-------- Text

Instead, they — like Zaynab — speculated that it might be better to hear directly from someone who has benefited from their work. To this end, the fundraisers were split into groups. Some heard a motivational talk from a leader, and some heard a college student whose scholarship was funded by the donations they generated talk about the impact of the money. The amount each fundraiser generated in donations was then observed over a three-month follow-up period. Those who heard from a leader didn’t improve their performance. The student, however, had a huge effect on performance. Fundraisers who heard the student’s testimonial almost quadrupled their fundraising, going from an average of $2,459 to $9,705.

In another study, by Nicola Bellé, Italian nurses were asked to write endorsements for a volunteer project (supplying medical aid to a war zone). While the campaign was successful in its primary aim, attracting more volunteers, the researchers were also interested in something more unexpected: the effect of writing such an endorsement on the nurses who wrote them. Specifically, could persuading someone else of the benefits of this project improve the motivation and performance of the persuader? The results were striking. The act of self-persuasion initiated by writing the endorsement increased productivity by 15 percent while also improving accuracy 30 percent. These results were strongest for those employees who were already motivated. This suggests, fairly intuitively, that self-persuasion might work best when it requires someone to rediscover their passion for their work rather than have to generate motivation from scratch. When we find we have fallen a little out of love with something, we too can write about why we thought it was so great in the first place. It may just be enough to rekindle the flame.

----------------
-------- Input data

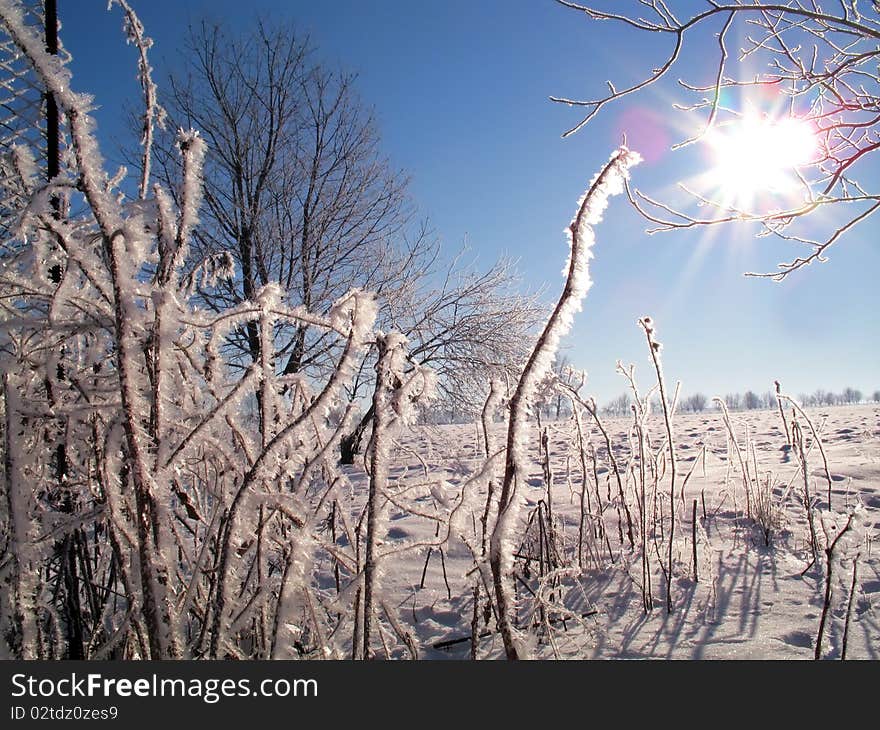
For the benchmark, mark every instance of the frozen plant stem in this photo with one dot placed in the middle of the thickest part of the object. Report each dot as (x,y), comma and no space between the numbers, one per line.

----------------

### [Explore the material]
A. Quote the passage on workplace motivation starting at the words "Instead, they —" and ending after the words "of $2,459 to $9,705.".
B. Answer these from the passage on workplace motivation:
(i) Over what follow-up period were the fundraisers' donations observed?
(ii) What average amounts did the fundraisers who heard the student's testimonial raise before and after?
(iii) By what percentage did writing the endorsement increase the nurses' productivity?
C. Write what follows the last sentence of the passage on workplace motivation.
The material has no connection to the passage on workplace motivation.

### [Answers given]
A.
Instead, they — like Zaynab — speculated that it might be better to hear directly from someone who has benefited from their work. To this end, the fundraisers were split into groups. Some heard a motivational talk from a leader, and some heard a college student whose scholarship was funded by the donations they generated talk about the impact of the money. The amount each fundraiser generated in donations was then observed over a three-month follow-up period. Those who heard from a leader didn’t improve their performance. The student, however, had a huge effect on performance. Fundraisers who heard the student’s testimonial almost quadrupled their fundraising, going from an average of $2,459 to $9,705.

B.
(i) Three months
(ii) $2,459 before and $9,705 after
(iii) 15 percent

C.
Zaynab and her unusual ability to keep the higher purpose of her work in the crosshairs stuck with me long after that project ended. It wasn’t just that she was such a force of positivity, it was the fact that her enthusiasm and vision were seen as irritating to those above her. Surely if your organization has a Zaynab, you should be trying to get her method copied across as many other teams as possible.

Perhaps the leadership’s inability to see Zaynab’s broader potential was a kind of distance problem of its own. There is ample research demonstrating that our ability to creatively problem-solve can improve when we are working on something that feels more psychologically distant. This is because we think more abstractly, freeing our minds to explore different non-obvious dimensions of a problem. When we fixate on specific details of a problem — in this case, low staff engagement — we become inflexible and incapable of creative thought.

Our ability to creatively problem-solve can improve when we are working on something that feels more psychologically distant.

Burnout is a serious problem, but fortunately, there are steps we can take, both individually and organizationally, to mitigate it. Joining groups with others who share similar experiences to us — be that a profession, a health condition, or a social identity — can help give us perspective when we feel overwhelmed or burned out. There are many such groups online. I, for example, am in an amazing parenting group populated by people with a mutual interest in a specific podcast about serial killers. We share stories, ask for advice, and generally cheer one another on: it’s surprisingly wholesome given the nascence!

Sure, these things seem small — but the cumulative effect can be significant. By finding ways to create psychological distance and reconnect with the purpose in our work, we can all become a little more like Zaynab.

Cheri and Zaynab are pseudonyms used to protect the anonymity of those who have participated in my research.

Elspeth Kirkman is Chief Programme Officer at the innovation agency Nesta and a Visiting Senior Research Fellow at King’s College London’s Policy School and Exeter University’s Business School. Working at the intersection of design, data, and experimentation, she is the coauthor of “Behavioral Insights” and author of “Decisionscape,” from which this article is adapted.